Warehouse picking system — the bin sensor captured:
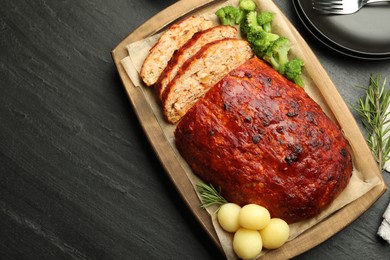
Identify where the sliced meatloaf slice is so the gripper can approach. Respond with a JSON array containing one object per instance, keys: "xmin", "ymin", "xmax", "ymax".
[
  {"xmin": 162, "ymin": 38, "xmax": 253, "ymax": 123},
  {"xmin": 140, "ymin": 16, "xmax": 213, "ymax": 86},
  {"xmin": 155, "ymin": 25, "xmax": 237, "ymax": 99}
]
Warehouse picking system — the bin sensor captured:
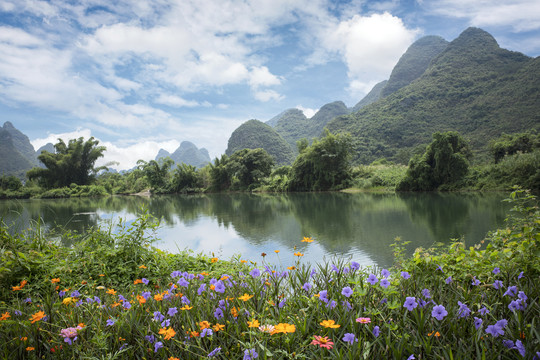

# THE PROBLEM:
Copy out the material above with "bin sensor" swapped for "overhead camera" wherever it appears and nothing else altered. Leave the pictures out.

# SOLVED PROBLEM:
Warehouse picking system — the overhead camera captured:
Identify where the sliced meatloaf slice is so the gripper can approach. Respond with a JSON array containing one object per instance, keys: "xmin", "ymin", "xmax", "ymax".
[
  {"xmin": 162, "ymin": 38, "xmax": 253, "ymax": 123},
  {"xmin": 140, "ymin": 16, "xmax": 213, "ymax": 86},
  {"xmin": 155, "ymin": 25, "xmax": 237, "ymax": 99}
]
Warehouse picking system — the overhead camera captured:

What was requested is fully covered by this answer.